Part of a data file:
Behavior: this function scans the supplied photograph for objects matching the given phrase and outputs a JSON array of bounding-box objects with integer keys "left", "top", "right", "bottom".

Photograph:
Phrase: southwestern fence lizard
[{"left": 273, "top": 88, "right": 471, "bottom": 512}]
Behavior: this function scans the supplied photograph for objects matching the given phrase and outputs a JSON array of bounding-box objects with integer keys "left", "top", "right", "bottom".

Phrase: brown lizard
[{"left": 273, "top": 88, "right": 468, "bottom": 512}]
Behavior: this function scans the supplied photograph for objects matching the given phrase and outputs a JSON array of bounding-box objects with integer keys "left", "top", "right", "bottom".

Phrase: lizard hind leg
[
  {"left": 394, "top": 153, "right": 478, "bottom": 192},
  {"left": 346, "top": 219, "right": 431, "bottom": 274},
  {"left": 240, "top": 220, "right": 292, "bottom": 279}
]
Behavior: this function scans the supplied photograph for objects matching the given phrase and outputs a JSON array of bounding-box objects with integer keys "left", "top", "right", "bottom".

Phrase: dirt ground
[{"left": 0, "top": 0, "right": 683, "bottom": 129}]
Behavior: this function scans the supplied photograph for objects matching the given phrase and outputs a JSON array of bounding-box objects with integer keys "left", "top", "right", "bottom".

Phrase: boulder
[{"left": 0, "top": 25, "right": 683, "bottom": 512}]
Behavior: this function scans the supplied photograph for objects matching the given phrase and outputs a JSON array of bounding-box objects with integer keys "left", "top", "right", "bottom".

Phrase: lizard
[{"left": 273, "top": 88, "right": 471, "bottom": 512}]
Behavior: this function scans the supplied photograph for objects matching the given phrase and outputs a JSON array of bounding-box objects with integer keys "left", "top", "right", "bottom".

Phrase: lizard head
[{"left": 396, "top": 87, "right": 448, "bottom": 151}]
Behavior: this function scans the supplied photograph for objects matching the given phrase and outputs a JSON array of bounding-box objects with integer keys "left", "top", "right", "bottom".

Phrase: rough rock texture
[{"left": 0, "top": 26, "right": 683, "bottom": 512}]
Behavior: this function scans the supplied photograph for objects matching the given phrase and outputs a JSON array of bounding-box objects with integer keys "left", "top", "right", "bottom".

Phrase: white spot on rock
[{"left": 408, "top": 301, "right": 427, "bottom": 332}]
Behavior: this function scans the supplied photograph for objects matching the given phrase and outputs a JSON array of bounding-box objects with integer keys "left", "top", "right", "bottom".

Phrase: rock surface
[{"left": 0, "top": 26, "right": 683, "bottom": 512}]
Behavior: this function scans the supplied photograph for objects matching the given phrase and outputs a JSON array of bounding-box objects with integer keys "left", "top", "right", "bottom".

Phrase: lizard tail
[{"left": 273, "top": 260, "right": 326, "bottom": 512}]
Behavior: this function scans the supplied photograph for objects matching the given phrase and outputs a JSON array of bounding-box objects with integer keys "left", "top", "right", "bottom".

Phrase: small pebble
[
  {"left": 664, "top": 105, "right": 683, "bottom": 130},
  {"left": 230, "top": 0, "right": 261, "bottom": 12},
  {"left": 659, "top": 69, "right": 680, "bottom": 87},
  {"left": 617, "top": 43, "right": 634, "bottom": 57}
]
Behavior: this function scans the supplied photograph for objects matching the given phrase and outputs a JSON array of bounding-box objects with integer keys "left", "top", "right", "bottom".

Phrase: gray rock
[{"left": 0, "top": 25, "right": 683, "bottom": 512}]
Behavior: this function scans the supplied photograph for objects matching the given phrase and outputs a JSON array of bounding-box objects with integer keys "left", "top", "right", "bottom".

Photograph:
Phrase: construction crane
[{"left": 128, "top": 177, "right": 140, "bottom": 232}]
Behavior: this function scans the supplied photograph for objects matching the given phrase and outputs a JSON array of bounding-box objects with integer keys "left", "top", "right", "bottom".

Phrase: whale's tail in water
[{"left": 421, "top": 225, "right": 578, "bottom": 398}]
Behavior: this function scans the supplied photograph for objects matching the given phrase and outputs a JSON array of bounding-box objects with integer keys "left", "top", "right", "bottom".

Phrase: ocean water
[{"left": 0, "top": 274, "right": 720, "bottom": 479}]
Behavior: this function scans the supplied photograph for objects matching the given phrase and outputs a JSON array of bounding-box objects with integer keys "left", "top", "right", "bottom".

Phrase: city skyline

• [WHAT NEEDS TO BE DONE]:
Output every line of the entries above as a JSON array of strings, one string per line, omitting any blank lines.

• [EXERCISE RESULT]:
[
  "Behavior: this function scans the supplied photograph for objects matching the given phrase and outputs a JSON array of bounding-box objects with integer keys \"left\", \"top\", \"right\", \"bottom\".",
  "Photograph:",
  "Phrase: southwestern fence lizard",
  "[{\"left\": 273, \"top\": 88, \"right\": 471, \"bottom\": 512}]",
  "Behavior: this function scans the supplied photograph for objects matching the given phrase and outputs a JSON array of bounding-box objects with integer keys \"left\", \"top\", \"right\", \"bottom\".",
  "Phrase: brown lizard",
  "[{\"left\": 273, \"top\": 88, \"right\": 468, \"bottom\": 512}]",
  "Behavior: this function scans the supplied photograph for objects matching the given phrase and outputs a JSON array of bounding-box objects with integer keys \"left\", \"top\", \"right\", \"bottom\".",
  "Phrase: lizard hind leg",
  "[",
  "  {\"left\": 394, \"top\": 153, \"right\": 478, \"bottom\": 192},",
  "  {\"left\": 346, \"top\": 219, \"right\": 431, \"bottom\": 274},",
  "  {\"left\": 240, \"top\": 220, \"right\": 292, \"bottom\": 279}",
  "]",
  "Behavior: this function scans the supplied photograph for objects matching the given phrase and outputs a JSON array of bounding-box objects with integer keys \"left\", \"top\", \"right\", \"bottom\".",
  "Phrase: dirt ground",
  "[{\"left\": 0, \"top\": 0, \"right\": 683, \"bottom\": 129}]",
  "Behavior: this function scans the supplied photograph for objects matching the given phrase and outputs a JSON array of bounding-box objects with integer keys \"left\", \"top\", \"right\", \"bottom\".",
  "Phrase: boulder",
  "[{\"left\": 0, \"top\": 25, \"right\": 683, \"bottom\": 512}]",
  "Behavior: this function scans the supplied photograph for objects matching the given phrase and outputs a JSON array of bounding-box objects with integer keys \"left\", \"top\", \"right\", \"bottom\".",
  "Phrase: lizard",
  "[{\"left\": 273, \"top\": 88, \"right\": 471, \"bottom\": 512}]",
  "Behavior: this function scans the supplied photograph for objects matching the given phrase and outputs a JSON array of bounding-box objects with integer keys \"left\", \"top\", \"right\", \"bottom\".",
  "Phrase: lizard head",
  "[{\"left\": 396, \"top\": 87, \"right\": 448, \"bottom\": 151}]",
  "Behavior: this function scans the supplied photograph for objects matching the given phrase and outputs a JSON array of bounding-box objects with integer keys \"left\", \"top\", \"right\", \"bottom\".",
  "Phrase: rough rock texture",
  "[{\"left\": 0, \"top\": 26, \"right\": 683, \"bottom\": 512}]",
  "Behavior: this function scans the supplied photograph for objects matching the given phrase and outputs a JSON array of bounding-box objects with integer keys \"left\", \"top\", \"right\", \"bottom\".",
  "Phrase: white spot on rock",
  "[{\"left\": 408, \"top\": 301, \"right\": 427, \"bottom\": 332}]",
  "Behavior: this function scans the supplied photograph for objects matching the given phrase and outputs a JSON array of bounding-box objects with integer keys \"left\", \"top\", \"right\", \"bottom\".",
  "Phrase: rock surface",
  "[{\"left\": 0, \"top\": 26, \"right\": 683, \"bottom\": 512}]",
  "Behavior: this function scans the supplied photograph for objects matching the given phrase and outputs a JSON array of bounding-box objects with integer keys \"left\", \"top\", \"right\", \"bottom\".",
  "Phrase: lizard tail",
  "[{\"left\": 273, \"top\": 260, \"right\": 326, \"bottom\": 512}]",
  "Behavior: this function scans the supplied photograph for objects matching the given phrase and outputs a JSON array of bounding-box objects with integer keys \"left\", \"top\", \"right\", \"bottom\".",
  "Phrase: small pebble",
  "[",
  "  {\"left\": 664, \"top\": 105, \"right\": 683, \"bottom\": 130},",
  "  {\"left\": 230, \"top\": 0, \"right\": 261, \"bottom\": 12},",
  "  {\"left\": 659, \"top\": 69, \"right\": 680, \"bottom\": 87},",
  "  {\"left\": 617, \"top\": 43, \"right\": 634, \"bottom\": 57}",
  "]",
  "Behavior: this function scans the supplied photograph for objects matching the given phrase and outputs a JSON array of bounding-box objects with integer keys \"left\", \"top\", \"right\", \"bottom\".",
  "Phrase: gray rock",
  "[{\"left\": 0, \"top\": 25, \"right\": 683, \"bottom\": 512}]",
  "Behavior: this function scans the supplied photograph for objects matching the given phrase and outputs a JSON array of bounding-box objects with integer keys \"left\", \"top\", \"right\", \"bottom\".",
  "Photograph:",
  "Phrase: construction crane",
  "[{\"left\": 128, \"top\": 177, \"right\": 140, \"bottom\": 232}]",
  "Behavior: this function scans the supplied photograph for objects matching the given phrase and outputs a JSON array of bounding-box objects with integer keys \"left\", \"top\", \"right\", \"bottom\".",
  "Phrase: whale's tail in water",
  "[{\"left\": 421, \"top\": 225, \"right\": 578, \"bottom\": 398}]",
  "Behavior: this function scans the supplied photograph for objects matching the given phrase and outputs a JSON array of bounding-box objects with integer keys \"left\", \"top\", \"right\", \"bottom\".",
  "Phrase: ocean water",
  "[{\"left\": 0, \"top\": 274, \"right\": 720, \"bottom\": 479}]",
  "Behavior: this function scans the supplied photograph for objects matching the given phrase and outputs a JSON array of bounding-box objects with integer keys \"left\", \"top\", \"right\", \"bottom\".",
  "Phrase: city skyline"
]